Second, we can view the matter negatively. Reductionisms oversimplify. They wipe out and smash the richness of meaning in the poem, by a monomania for seeing only one meaning. Why? The existence of two irreducible aspects of the poem in harmonious interaction is evidence of a design and a Designer. Because men would rather flee from God and hide that evidence from themselves, they proclaim that an impersonal explanation “reducing” one to the other is sufficient explanation.

 

Mathematics as a priori Truth

My next two points about the nature of mathematics belong together. First, mathematics is the most “primitive” type of analogy in the poem. Second, its structure is bound up with the nature of the “language-system” of the poem. By these aphorisms or analogies I attempt to indicate both the unique subject-matter of mathematics and the unique impression that its truths are a priori.

Let us prepare the ground a little by reflecting on rhyme in the literal sense. The possibility of rhyme and the characteristics of rhyme in poetry are bound up with structures of similarity and difference in a language-system. Consider two words like “love” and “dove.” They rhyme if (1) the final vowel and any subsequent consonants are exactly the same in the two words; (2) the remaining parts of the two words are not identical in sound. By this definition “sight” and “site” are not “rhyming” words but words identical in sound (homonyms). Thus the phenomenon of rhyme derives from properties of both identity and difference in the phonemic system or sound system of the language. The potential for rhyme is “primitive” in the sense that it is based on very elementary properties of the phonemic system. The phonemic system in turn is the simplest and most basic of the language systems.

Now let us compare this with mathematics. Mathematics likewise has to do with properties of identity and difference in the universe-in God’s macropoem. It focuses on the very most “elementary” properties, the properties of identity and difference, in the universe. This focus on identity and difference determines its unique perspective or subject-matter. Simultaneously, that focus helps to explain the apparently a priori character of mathematical truth. Again let us return to poetry. The possibilities for different rhyming syllables, for masculine rhymes, feminine rhymes, imperfect rhymes, and the like, are given a priori by the language system, before a poet sets his pen to paper. The monolingual can hardly conceive of rhyme being other than what it is in his system. Similarly, in mathematics we are all, in a sense, monolinguals. We have experience of only one universe. It is difficult to conceive of an alternative mathematics, because our thoughts are thoughts within a single created “system.” Mathematics is a statement of the fixed properties of the “rhyming” possibilities of that system.

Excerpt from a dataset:

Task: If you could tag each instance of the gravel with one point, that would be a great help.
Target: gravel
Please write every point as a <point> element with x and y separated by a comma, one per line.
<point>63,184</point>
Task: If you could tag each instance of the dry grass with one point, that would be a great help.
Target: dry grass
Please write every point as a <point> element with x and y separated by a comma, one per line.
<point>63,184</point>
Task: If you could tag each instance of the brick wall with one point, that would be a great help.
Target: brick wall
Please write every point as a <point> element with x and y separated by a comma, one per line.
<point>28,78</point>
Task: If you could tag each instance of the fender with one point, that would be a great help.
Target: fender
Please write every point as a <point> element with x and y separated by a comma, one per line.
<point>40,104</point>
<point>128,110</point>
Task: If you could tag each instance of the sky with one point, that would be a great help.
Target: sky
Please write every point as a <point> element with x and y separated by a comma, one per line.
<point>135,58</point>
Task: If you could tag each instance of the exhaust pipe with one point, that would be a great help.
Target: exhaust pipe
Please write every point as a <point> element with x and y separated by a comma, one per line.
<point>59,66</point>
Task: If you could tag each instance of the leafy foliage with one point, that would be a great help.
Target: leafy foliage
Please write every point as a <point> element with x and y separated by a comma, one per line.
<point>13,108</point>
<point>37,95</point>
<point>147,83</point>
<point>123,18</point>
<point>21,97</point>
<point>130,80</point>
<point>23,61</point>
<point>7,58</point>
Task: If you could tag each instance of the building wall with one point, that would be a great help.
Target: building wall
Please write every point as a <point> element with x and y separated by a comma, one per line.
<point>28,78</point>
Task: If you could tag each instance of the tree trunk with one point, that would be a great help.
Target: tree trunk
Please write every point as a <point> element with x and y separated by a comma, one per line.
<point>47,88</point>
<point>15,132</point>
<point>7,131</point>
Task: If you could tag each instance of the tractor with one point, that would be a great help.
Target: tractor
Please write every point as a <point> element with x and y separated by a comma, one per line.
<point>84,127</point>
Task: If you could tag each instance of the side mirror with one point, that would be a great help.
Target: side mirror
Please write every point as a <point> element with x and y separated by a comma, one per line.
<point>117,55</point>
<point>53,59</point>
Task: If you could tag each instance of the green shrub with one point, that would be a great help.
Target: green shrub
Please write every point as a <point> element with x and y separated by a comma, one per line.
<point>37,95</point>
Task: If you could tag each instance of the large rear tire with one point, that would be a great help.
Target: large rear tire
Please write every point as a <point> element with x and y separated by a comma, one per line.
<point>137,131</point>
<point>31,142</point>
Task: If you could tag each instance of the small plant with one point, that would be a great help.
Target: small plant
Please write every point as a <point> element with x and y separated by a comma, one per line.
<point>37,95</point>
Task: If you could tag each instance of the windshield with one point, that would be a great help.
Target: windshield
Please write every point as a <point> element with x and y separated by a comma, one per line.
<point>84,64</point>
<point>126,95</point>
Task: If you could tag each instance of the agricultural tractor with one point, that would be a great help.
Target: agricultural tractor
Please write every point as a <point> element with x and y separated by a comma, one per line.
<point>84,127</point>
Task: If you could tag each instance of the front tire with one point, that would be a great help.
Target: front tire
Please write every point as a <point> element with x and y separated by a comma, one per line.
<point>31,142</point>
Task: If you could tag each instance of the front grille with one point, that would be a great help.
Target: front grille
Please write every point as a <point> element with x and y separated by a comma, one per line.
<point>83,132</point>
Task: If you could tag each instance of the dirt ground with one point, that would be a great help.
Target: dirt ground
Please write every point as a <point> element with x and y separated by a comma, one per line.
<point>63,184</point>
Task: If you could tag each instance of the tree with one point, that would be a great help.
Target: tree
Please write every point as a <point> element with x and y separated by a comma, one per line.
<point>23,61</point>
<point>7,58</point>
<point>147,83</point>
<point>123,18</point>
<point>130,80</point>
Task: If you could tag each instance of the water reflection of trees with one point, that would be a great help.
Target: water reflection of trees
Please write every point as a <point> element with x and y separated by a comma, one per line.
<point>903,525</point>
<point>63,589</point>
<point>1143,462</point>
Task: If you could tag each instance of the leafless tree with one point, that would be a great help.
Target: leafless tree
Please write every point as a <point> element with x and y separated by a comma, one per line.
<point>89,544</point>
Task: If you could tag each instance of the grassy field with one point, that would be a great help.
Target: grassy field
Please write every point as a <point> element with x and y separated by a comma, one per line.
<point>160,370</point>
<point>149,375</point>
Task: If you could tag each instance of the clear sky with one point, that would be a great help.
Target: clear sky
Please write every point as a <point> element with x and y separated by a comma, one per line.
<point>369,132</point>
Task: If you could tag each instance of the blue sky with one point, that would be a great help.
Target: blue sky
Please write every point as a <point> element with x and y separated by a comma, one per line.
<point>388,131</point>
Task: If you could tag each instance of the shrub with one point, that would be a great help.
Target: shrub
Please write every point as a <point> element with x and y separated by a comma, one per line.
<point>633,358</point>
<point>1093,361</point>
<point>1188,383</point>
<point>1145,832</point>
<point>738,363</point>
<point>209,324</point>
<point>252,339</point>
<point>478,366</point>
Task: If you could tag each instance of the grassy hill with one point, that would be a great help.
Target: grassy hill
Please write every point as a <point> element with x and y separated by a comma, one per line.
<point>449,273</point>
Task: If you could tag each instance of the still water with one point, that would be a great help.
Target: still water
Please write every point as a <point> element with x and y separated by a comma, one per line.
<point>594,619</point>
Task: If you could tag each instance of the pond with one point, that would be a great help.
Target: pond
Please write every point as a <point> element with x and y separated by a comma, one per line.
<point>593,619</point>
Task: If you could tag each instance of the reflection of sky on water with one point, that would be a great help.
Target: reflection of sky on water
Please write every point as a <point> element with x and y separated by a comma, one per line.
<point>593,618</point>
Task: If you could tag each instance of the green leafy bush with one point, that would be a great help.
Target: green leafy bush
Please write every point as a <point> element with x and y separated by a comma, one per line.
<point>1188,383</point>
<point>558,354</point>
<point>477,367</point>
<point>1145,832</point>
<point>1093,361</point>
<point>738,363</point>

§ STATED EXERCISE 1:
In the passage on mathematics and rhyme, which language system is called the simplest and most basic?
§ STATED EXERCISE 2:
Extend the passage on mathematics and poetic rhyme from its final sentence.

§ RIGHT ANSWER 1:
The phonemic system, or sound system, of the language.

§ RIGHT ANSWER 2:
Am I making all of mathematics a matter of contingent rather than necessary truth? I appear to be saying that our inability to imagine things otherwise is a limitation in our created mind and in the creation around us, but not a limitation from God’s point of view. Is that so? Not necessarily. I am saying that we are finite. Our view of possibility must not legislate what might be possible for God under vastly different conditions. But God always acts consistently with his own nature. It is not true that God can do anything at all. He cannot lie, he cannot deny himself, he cannot change, and so on. God does whatever he wishes (Ps. 115:3). His wishes are always consistent with who he is.

Now, this has implications for mathematics. Mathematical regularities are a reflection of the faithfulness of God. Thus it may be that a large portion at least of ordinary low-level mathematics would necessarily hold in any universe that God might create. Let me again use the analogy of language. There is indeed more than one possible human language; there is more than one language system. But all human language systems have some structural properties in common. Within certain bounds, all are capable of rhyme. All human languages are characterized by certain constraints because of the nature of humanity. Analogously, we might say that all “systems of possibility” within which God speaks (creates) a universe-poem are constrained by the nature of God.

In addition to this, there is also at least some degree of a posteriori character in our knowledge of mathematics (cf. Poythress 1976a: 168-172, 1974: 134-138). A poet’s particular selection of rhymes is still open to him, within the limits of a particular language. Likewise, even given a “system,” God’s choice of what particular things will be identical and different, in what particular ways, is open to him.

 

The Subject Matter of Mathematics

I have already given a preliminary indication of the subject-matter of mathematics by saying that it has to do with the properties of identity and difference in God’s poem. But this is an oversimplification. More is involved in mathematics than simply properties of identity and difference. How are we to set the boundaries to what is mathematics? What is the difference between mathematics and logic? Between mathematics and mathematical physics? Are statistics and game theory properly parts of mathematics? How are we to answer such questions?

It seems to me that such questions about boundaries partly-but only partly-boil down to “semantic” questions. There is more than one way of drawing a boundary. The analogy between mathematics and rhyme may once again illustrate. Rhyme in the narrowest sense is closely related to a number of other regularities of pattern in poetry. One thinks of imperfect rhymes (e.g., between “pure” and “fewer”), assonance and alliteration, poetic meters, extended patterns of rhyme (e.g., the sonnet), onomatopoeia, homonymy. We are confronted here with a number of phenomena that can either be included under a single large umbrella term, or carefully distinguished from one another. The fineness of the distinctions depends on ‘the perspective and taste of the observer. Likewise, “mathematics” may be considered as a larger or smaller area of investigation.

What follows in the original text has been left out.